━━━━━ Reading passage

Cognitive Architectures for Language Agents (2309.02427v3)

Published 5 Sep 2023 in cs.AI, cs.CL, cs.LG, and cs.SC

Abstract: Recent efforts have augmented LLMs with external resources (e.g., the Internet) or internal control flows (e.g., prompt chaining) for tasks requiring grounding or reasoning, leading to a new class of language agents. While these agents have achieved substantial empirical success, we lack a systematic framework to organize existing agents and plan future developments. In this paper, we draw on the rich history of cognitive science and symbolic artificial intelligence to propose Cognitive Architectures for Language Agents (CoALA). CoALA describes a language agent with modular memory components, a structured action space to interact with internal memory and external environments, and a generalized decision-making process to choose actions. We use CoALA to retrospectively survey and organize a large body of recent work, and prospectively identify actionable directions towards more capable agents. Taken together, CoALA contextualizes today's language agents within the broader history of AI and outlines a path towards language-based general intelligence.

━━━━━━━━━━
━━━━━ Data shown

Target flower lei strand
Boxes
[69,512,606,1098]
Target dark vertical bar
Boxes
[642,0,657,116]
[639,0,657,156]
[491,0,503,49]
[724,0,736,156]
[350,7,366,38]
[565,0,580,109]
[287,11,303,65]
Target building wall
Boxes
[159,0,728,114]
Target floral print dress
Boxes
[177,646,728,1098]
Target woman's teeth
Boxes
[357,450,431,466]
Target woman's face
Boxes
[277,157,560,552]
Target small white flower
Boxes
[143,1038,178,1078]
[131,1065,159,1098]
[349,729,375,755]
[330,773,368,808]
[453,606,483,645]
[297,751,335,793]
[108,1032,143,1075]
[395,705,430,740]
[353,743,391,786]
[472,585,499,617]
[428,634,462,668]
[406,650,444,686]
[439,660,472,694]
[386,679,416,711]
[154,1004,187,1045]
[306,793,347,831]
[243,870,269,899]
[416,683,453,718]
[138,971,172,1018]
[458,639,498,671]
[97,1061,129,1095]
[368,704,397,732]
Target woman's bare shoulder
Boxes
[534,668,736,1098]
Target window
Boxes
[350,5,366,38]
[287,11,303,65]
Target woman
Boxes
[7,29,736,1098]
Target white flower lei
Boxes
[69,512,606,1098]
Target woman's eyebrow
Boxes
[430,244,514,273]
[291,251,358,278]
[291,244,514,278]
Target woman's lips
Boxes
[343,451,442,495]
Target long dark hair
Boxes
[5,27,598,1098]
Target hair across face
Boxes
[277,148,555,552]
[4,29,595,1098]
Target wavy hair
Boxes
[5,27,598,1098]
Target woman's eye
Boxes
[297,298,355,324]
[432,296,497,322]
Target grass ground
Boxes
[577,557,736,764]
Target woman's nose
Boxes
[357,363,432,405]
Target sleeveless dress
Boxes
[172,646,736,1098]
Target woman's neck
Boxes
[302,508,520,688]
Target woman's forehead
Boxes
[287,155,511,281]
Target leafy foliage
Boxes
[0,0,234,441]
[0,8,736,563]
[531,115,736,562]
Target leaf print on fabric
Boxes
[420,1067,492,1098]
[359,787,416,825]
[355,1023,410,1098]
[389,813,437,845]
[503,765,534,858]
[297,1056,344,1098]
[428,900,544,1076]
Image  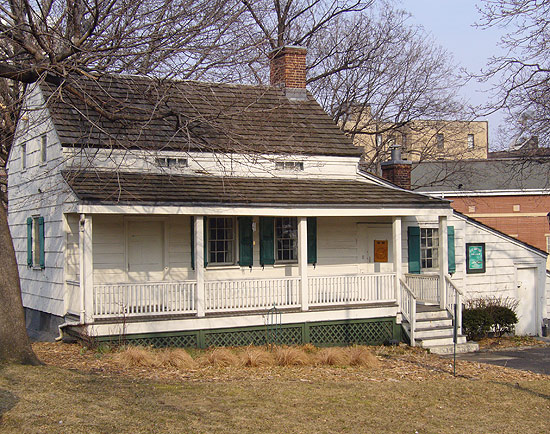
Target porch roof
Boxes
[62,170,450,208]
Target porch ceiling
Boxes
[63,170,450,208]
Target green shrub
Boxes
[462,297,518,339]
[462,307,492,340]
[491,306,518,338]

━━━━━━━━━━
━━━━━ Data shown

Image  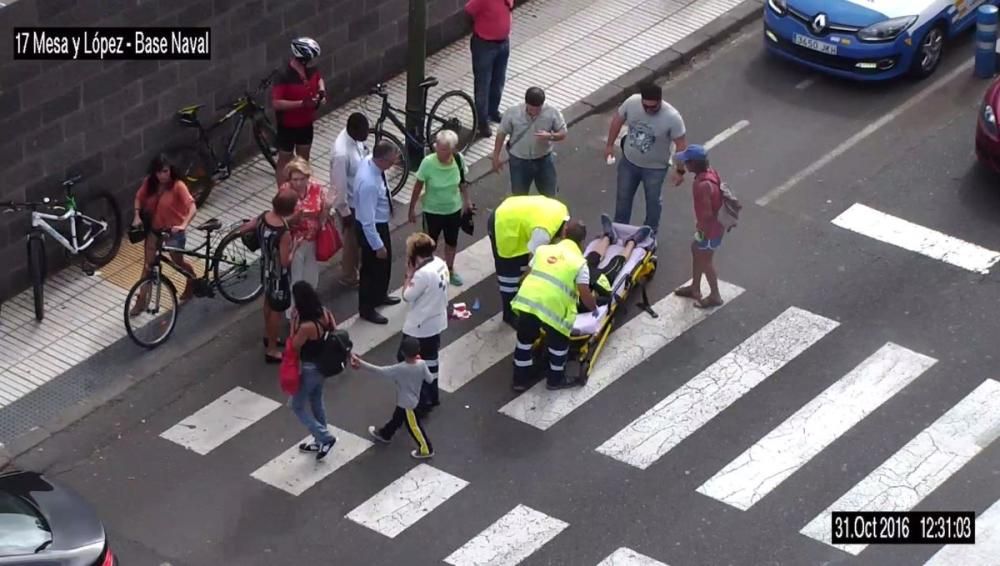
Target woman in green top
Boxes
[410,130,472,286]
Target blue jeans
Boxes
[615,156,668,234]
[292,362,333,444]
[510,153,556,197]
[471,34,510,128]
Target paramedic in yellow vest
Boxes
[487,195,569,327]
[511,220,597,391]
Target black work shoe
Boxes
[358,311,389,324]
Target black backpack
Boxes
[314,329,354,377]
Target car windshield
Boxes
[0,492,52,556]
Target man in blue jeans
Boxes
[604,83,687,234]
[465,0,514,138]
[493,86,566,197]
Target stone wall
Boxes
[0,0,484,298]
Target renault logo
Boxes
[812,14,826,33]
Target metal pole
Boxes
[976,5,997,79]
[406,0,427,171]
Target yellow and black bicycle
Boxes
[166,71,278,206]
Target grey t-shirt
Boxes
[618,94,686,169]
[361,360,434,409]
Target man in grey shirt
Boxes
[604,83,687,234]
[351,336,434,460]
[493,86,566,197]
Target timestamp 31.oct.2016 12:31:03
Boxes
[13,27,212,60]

━━━━━━━━━━
━━━━━ Data shown

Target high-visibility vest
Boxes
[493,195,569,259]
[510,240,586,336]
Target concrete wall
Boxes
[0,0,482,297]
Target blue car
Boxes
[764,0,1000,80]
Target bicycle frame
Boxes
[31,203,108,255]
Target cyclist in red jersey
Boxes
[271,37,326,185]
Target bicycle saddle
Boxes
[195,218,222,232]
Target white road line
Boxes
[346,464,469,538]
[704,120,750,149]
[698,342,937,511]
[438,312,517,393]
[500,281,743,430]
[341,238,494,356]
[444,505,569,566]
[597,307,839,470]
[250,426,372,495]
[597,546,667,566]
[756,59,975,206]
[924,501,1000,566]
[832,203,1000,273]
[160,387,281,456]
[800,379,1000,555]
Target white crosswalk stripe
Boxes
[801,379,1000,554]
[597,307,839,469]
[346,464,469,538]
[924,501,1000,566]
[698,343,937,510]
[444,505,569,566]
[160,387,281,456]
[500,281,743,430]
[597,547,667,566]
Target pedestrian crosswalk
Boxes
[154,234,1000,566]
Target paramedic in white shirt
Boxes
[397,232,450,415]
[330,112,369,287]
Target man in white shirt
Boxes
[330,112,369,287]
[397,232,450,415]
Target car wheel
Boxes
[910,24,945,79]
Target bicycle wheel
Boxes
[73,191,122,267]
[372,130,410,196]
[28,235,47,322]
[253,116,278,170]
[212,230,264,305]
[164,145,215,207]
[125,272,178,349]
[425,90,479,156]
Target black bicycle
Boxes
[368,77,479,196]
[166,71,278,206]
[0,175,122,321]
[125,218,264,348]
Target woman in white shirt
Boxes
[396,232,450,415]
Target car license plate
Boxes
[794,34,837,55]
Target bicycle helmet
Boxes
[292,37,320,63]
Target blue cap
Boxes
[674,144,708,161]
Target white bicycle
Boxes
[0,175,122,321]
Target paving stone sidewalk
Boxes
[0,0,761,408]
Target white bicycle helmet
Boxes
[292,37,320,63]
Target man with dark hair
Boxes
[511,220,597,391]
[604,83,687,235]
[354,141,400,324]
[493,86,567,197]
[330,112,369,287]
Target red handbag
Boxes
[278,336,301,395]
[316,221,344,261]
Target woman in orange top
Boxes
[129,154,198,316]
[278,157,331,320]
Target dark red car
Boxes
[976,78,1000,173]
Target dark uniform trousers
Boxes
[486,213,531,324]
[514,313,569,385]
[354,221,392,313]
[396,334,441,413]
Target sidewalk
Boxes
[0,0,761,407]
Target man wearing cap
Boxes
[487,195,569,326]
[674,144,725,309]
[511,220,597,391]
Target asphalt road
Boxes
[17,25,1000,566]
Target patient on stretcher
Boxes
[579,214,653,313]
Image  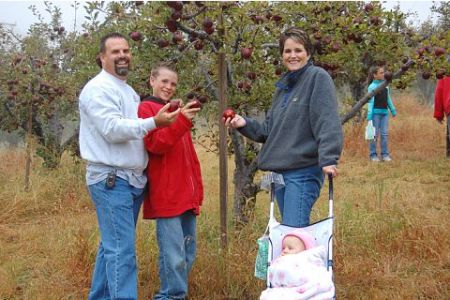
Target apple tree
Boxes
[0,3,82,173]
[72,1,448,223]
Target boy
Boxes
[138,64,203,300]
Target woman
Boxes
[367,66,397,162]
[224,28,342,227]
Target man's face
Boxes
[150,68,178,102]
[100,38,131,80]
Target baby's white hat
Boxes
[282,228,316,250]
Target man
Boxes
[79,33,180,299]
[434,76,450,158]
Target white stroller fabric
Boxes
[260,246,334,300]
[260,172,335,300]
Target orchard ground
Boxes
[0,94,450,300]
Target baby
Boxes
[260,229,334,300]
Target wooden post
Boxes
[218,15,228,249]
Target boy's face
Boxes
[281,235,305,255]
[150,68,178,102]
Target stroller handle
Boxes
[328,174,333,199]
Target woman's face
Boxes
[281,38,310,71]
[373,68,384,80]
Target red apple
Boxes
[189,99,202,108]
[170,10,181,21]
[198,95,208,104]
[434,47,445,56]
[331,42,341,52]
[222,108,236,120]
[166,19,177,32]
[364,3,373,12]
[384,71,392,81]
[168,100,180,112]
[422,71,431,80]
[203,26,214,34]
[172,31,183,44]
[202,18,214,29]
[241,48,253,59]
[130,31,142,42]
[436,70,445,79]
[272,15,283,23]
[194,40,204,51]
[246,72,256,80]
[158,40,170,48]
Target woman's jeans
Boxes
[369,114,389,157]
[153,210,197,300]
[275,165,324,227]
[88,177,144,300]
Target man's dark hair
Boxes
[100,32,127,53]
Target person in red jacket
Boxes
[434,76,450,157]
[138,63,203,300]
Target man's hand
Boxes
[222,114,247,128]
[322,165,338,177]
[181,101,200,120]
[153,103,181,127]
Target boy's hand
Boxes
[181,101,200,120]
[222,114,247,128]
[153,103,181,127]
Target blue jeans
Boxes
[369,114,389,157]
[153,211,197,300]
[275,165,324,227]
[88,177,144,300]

━━━━━━━━━━

To do —
1) In the abstract on cognitive architectures for language agents, what three components does CoALA use to describe a language agent?
2) Continue the abstract on cognitive architectures for language agents, starting after its final sentence.
The lines are unrelated to the abstract on cognitive architectures for language agents.

Task responses —
1) Modular memory components, a structured action space to interact with internal memory and external environments, and a generalized decision-making process to choose actions.

2)
PDF Abstract

The emergence of LLMs augmented with external tools and structured reasoning processes has led to the development of sophisticated language agents. These agents demonstrate enhanced capabilities in tasks requiring grounding, planning, and interaction. However, the rapid proliferation of diverse agent designs necessitates a unifying framework for systematic analysis and future development. The Cognitive Architectures for Language Agents (CoALA) framework (Yao et al., 2023 ) addresses this need by drawing inspiration from traditional cognitive architectures in cognitive science and symbolic AI, adapting these concepts for modern LLM-based systems. CoALA provides a conceptual blueprint delineating the core components and processes underlying language agents.

The CoALA Framework

CoALA posits that a language agent can be decomposed into three primary components: a modular memory system, a structured action space, and a generalized decision-making module. This structure mirrors classical cognitive architectures like Soar and ACT-R, which emphasize distinct memory stores, production rules or operators for actions, and a central control mechanism. However, CoALA adapts this blueprint to the specific characteristics of LLM-based agents, where the LLM often serves multiple roles, including controller, planner, and sometimes even a component of the memory system itself.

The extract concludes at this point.